Your instructions: Transcription should be exact. Include all entries.

Extracted material:
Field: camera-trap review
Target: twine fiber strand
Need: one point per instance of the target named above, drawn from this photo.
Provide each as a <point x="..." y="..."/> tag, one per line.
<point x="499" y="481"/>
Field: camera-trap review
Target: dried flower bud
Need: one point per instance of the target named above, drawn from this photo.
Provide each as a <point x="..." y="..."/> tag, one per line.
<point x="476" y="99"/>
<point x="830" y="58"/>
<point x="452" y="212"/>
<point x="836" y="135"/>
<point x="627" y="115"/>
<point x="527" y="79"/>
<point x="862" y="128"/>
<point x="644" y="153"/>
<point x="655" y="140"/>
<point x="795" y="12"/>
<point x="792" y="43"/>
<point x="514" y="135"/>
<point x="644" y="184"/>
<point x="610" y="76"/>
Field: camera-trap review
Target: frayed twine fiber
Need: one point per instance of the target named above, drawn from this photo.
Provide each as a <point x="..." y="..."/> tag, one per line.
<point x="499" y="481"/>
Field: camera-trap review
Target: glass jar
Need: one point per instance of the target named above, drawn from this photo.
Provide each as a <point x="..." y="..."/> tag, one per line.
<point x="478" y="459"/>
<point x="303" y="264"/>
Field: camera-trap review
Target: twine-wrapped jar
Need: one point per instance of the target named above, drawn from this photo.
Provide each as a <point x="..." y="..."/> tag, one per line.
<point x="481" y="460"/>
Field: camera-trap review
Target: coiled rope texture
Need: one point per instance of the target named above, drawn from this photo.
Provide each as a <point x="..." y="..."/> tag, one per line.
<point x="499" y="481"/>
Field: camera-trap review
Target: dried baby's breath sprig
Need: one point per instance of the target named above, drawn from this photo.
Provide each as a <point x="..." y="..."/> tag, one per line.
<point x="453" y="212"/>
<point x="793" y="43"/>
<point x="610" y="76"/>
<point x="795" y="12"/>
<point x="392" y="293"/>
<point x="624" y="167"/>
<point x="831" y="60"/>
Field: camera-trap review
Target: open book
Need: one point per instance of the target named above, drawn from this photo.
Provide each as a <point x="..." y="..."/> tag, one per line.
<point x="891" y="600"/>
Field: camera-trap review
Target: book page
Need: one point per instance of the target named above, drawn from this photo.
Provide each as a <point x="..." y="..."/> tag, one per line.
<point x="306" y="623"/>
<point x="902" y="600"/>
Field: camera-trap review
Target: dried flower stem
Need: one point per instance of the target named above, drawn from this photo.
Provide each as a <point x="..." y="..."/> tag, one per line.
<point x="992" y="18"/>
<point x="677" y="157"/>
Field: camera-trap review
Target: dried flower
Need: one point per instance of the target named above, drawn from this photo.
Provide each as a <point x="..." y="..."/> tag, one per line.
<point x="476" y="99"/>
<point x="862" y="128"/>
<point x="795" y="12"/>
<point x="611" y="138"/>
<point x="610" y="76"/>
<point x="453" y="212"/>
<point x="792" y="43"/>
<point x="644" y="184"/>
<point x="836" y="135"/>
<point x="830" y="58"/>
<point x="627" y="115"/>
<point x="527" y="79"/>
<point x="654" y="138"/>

Answer for this exercise:
Field: camera-trap review
Target: twine fiber strand
Need: one point per instance of the target named above, drawn from this photo.
Provide each as a <point x="..." y="..."/> tag, one per line.
<point x="499" y="481"/>
Field: camera-trap review
Target: dried flower bud
Need: one point per instance of the target named above, drawn from this photo.
Provide each as a <point x="..." y="..."/> tag, one per line.
<point x="476" y="99"/>
<point x="830" y="58"/>
<point x="452" y="212"/>
<point x="836" y="135"/>
<point x="627" y="115"/>
<point x="527" y="79"/>
<point x="862" y="128"/>
<point x="644" y="153"/>
<point x="655" y="140"/>
<point x="795" y="12"/>
<point x="792" y="43"/>
<point x="514" y="135"/>
<point x="644" y="184"/>
<point x="610" y="76"/>
Field: camera-trap review
Target: frayed twine fiber
Need: one point per instance of the target named above, drawn from this photo.
Provide each as a <point x="..." y="..."/> tag, one per line.
<point x="499" y="481"/>
Field: camera-trap review
Target: glass jar
Need: one point per instance of the target named above, drawn from this photo.
Provide each as a <point x="..." y="..."/> tag, one per line.
<point x="478" y="459"/>
<point x="303" y="264"/>
Field: camera-trap review
Target: twine-wrapped jar
Need: one point per instance of the target named above, drawn from this photo.
Provide each as a <point x="..." y="..."/> tag, one per line.
<point x="481" y="460"/>
Field: camera-trap review
Target: coiled rope texture
Need: one point per instance of the target named above, drawn from this photo.
Provide each as a <point x="..." y="..."/> tag, one per line.
<point x="499" y="481"/>
Field: camera-trap review
Target: dried baby's breath sprig
Need: one point per instance of the target named above, drawn from this photo.
Provide each as a <point x="..." y="..."/> tag, one per line.
<point x="453" y="212"/>
<point x="793" y="43"/>
<point x="610" y="76"/>
<point x="795" y="12"/>
<point x="392" y="293"/>
<point x="624" y="167"/>
<point x="831" y="60"/>
Field: camera-trap review
Target: open book
Need: one point per instance of the target named above, drawn from this photo.
Provide each as a <point x="..." y="..."/> tag, one per line.
<point x="891" y="600"/>
Field: camera-trap review
Target: book page
Need: one point per instance of the target named above, drawn from this photo.
Provide each as a <point x="..." y="..."/> tag, one per line.
<point x="306" y="623"/>
<point x="902" y="600"/>
Field: camera-trap review
Target: dried flower stem
Need: one point per instance of the target named above, drawn from this photo.
Provide each as a <point x="..." y="..."/> tag, one per line.
<point x="992" y="18"/>
<point x="677" y="157"/>
Field: camera-trap review
Target: dried flower
Need: one point per instance of the target named above, drawn from this photo.
Provide each as a <point x="..." y="..."/> tag, one per line.
<point x="476" y="99"/>
<point x="862" y="128"/>
<point x="795" y="12"/>
<point x="611" y="138"/>
<point x="610" y="76"/>
<point x="453" y="212"/>
<point x="792" y="43"/>
<point x="644" y="184"/>
<point x="836" y="135"/>
<point x="830" y="58"/>
<point x="627" y="115"/>
<point x="527" y="79"/>
<point x="654" y="138"/>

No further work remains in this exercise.